Pick up the technical report on the Alphabet City contest below at its last sentence and carry it forward from there.

*Document extract:*
□ □ □ □

Al Zimmermann's Alphabet City Contest — Technical Report

This report currently assumes quite a familiarity with the contest. Also, it is just converted from a post in the discussion group, so a bit of context goes from there.

Here's a brief overview of what my program was able to do.

0. Things I did not do.

I had no GADDAG implemented, just a trie, see below. I was curious of DAWG or GADDAG, and it would have helped with the speed, and thus allow better search parameters, but I had unimplemented problem-level ideas all the way, and these usually turn out to outperform optimization-level ideas. There's no point in a 100x speedup when your program can't choose the right words to put, right?

Also, I had no visualizer since Al's online visualizer was enough for me to see whether everything went as planned, and look for potential improvements. When it was not enough, I switched to debugging with textual views of the board.

1. First steps: Beam Search.

The basic technique for the entire contest is Beam Search. In simple terms, for every number N in [0..100] of letters on the board, we store W best boards with N letters on the board (best in terms of score). Another view is that it is a breadth-first search keeping W best results on each level. Here, W is the width of the search. For my program, it was on the order of 50 to 40,000, most runs were made with widths 250 to 1000. A single successful width-50 search with no other constraints takes a few seconds on my Core i7. I believe that's slow, and other contestants perhaps have programs which would be orders of magnitude faster (or consequently, of much higher width within the same time). The result of such a run has a score of 900-1200.

□ □ □ □

*Stored rows:*
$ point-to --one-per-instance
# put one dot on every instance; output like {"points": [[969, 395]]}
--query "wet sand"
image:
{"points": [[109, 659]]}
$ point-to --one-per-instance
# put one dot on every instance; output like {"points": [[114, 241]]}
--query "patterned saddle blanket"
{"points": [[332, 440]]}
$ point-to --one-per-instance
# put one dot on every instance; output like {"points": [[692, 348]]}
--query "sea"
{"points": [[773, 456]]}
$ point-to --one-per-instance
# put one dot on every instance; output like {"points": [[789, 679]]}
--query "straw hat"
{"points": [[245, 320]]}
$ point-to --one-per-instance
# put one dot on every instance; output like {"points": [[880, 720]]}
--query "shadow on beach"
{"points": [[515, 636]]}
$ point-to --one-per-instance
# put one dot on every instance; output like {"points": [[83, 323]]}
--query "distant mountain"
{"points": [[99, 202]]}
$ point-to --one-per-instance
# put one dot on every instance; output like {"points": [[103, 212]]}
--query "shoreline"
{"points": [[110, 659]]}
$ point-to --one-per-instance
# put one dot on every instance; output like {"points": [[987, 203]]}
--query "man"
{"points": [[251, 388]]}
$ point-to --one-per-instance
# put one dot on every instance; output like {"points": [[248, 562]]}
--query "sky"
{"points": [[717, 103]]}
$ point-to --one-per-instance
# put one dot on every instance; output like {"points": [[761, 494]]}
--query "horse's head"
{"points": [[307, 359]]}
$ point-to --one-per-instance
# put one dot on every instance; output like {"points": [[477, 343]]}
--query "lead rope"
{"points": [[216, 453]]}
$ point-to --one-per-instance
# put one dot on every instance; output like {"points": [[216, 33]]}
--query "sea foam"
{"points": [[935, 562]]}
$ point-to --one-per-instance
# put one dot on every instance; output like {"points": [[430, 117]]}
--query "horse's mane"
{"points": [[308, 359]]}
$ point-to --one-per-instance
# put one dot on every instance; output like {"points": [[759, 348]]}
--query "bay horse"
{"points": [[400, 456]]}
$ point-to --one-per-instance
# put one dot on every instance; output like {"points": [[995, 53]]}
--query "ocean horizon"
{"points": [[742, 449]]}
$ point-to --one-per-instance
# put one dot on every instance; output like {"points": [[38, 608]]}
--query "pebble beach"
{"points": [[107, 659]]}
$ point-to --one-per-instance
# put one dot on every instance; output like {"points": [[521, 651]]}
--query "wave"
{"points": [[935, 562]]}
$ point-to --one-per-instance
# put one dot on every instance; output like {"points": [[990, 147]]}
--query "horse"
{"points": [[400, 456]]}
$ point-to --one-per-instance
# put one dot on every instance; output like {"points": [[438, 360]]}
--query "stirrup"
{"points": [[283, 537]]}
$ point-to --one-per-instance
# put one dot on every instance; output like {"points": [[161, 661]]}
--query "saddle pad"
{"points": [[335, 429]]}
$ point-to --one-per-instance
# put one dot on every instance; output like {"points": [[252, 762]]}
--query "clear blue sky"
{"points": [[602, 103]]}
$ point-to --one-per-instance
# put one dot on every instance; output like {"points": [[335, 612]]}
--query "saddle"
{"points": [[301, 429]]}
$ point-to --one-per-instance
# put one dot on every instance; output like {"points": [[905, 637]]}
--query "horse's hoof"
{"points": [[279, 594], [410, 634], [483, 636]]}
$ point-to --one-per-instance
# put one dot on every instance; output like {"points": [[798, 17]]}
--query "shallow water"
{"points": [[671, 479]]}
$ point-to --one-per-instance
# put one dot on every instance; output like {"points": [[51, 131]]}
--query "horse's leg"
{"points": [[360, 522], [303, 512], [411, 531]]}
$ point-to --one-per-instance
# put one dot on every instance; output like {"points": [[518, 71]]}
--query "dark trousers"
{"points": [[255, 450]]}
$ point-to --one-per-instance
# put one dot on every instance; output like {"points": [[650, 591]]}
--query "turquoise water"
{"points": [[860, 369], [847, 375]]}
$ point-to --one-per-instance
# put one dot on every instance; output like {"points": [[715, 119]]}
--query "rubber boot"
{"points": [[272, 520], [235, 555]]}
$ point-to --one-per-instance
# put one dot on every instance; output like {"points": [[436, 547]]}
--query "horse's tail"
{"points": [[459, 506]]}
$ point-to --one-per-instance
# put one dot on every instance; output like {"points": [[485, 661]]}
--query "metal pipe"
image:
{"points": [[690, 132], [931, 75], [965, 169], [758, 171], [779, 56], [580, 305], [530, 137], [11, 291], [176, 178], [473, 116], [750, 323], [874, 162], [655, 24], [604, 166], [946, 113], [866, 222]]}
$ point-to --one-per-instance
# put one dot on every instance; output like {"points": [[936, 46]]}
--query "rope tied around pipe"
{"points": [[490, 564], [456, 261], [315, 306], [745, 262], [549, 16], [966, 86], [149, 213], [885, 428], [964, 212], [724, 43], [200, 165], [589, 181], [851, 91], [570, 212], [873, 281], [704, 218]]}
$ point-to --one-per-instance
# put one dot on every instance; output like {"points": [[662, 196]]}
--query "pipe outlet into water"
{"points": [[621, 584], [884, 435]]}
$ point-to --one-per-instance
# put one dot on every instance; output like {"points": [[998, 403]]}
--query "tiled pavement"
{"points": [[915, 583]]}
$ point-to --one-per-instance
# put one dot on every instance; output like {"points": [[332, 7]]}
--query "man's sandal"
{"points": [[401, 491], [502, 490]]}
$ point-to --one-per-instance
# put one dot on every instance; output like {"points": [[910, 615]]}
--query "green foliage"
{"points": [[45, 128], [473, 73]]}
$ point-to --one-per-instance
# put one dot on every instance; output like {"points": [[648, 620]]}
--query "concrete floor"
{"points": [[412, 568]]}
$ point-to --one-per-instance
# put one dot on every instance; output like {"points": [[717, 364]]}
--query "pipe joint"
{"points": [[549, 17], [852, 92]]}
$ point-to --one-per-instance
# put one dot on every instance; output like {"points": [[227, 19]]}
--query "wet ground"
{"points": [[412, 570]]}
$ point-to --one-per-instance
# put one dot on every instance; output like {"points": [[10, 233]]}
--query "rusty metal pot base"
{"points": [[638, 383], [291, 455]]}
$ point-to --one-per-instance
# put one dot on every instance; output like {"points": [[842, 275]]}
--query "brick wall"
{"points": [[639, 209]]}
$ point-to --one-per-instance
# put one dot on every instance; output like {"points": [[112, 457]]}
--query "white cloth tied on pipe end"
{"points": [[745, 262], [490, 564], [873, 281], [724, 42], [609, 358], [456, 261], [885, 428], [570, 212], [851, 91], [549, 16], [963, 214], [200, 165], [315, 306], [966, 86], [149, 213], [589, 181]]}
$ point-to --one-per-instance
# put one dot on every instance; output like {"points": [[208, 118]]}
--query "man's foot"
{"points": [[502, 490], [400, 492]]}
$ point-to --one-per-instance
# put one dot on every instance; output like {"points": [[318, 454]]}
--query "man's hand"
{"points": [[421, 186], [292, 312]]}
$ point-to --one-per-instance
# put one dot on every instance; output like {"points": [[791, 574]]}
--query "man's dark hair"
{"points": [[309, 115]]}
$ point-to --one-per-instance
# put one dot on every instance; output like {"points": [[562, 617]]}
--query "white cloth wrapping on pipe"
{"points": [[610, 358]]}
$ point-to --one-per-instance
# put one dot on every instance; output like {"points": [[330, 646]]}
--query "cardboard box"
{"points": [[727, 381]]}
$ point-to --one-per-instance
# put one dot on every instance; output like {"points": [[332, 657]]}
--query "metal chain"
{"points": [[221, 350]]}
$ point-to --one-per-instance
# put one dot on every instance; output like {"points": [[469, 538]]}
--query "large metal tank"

□ □ □ □

*Output:*
2. Generating next moves.

To generate all moves from a certain position, I used my trusted (see my report for the 2007 Words Search contest) compressed trie which turns out to be about 8 MB in size for the given dictionary. We store the nodes of the trie in an array. The twist is that we build the trie by breadth-first search over all the words in the dictionary. This allows us to put each node's children together in the array. So, instead of 26 pointers to different parts of the array, we are good to go with one pointer to the start of the children block and one 26-bit mask specifying which children are present. A transition involves a bitwise AND with that mask and a POPCNT of what's left, all O(1) operations on modern hardware. I believe this implementation is a reasonable compromise between size (cache misses => slow) and speed (too much instructions per transition => slow). Here is the code.

3. OXYPHENBUTAZONE.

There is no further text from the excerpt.